### Problem
Starting with the line that contains "positive clicks: (465, 307)", reproduce each line through the end of the entries exactly as written.

### Provided data
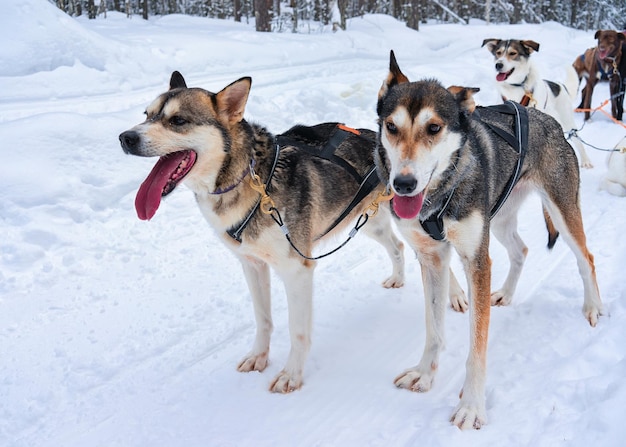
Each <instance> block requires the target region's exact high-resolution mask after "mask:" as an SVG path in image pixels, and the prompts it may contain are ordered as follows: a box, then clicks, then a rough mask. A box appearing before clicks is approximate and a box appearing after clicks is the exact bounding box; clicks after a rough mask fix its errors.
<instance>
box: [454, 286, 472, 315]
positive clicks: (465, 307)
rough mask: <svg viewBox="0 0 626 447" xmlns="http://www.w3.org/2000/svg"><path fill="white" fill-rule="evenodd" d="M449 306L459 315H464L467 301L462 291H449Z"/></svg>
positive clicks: (461, 289)
mask: <svg viewBox="0 0 626 447" xmlns="http://www.w3.org/2000/svg"><path fill="white" fill-rule="evenodd" d="M450 306H452V309H454V310H456V311H457V312H461V313H465V311H466V310H467V309H468V308H469V301H467V296H465V292H464V291H463V289H461V288H459V289H458V290H456V291H453V290H452V289H450Z"/></svg>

### Written answer
positive clicks: (465, 307)
rough mask: <svg viewBox="0 0 626 447" xmlns="http://www.w3.org/2000/svg"><path fill="white" fill-rule="evenodd" d="M449 306L459 315H464L467 301L462 291H449Z"/></svg>
positive clicks: (461, 289)
mask: <svg viewBox="0 0 626 447" xmlns="http://www.w3.org/2000/svg"><path fill="white" fill-rule="evenodd" d="M450 306H452V309H454V310H456V311H457V312H461V313H465V311H466V310H467V309H468V308H469V301H467V296H465V292H464V291H463V289H461V288H459V289H458V290H456V291H453V290H452V289H450Z"/></svg>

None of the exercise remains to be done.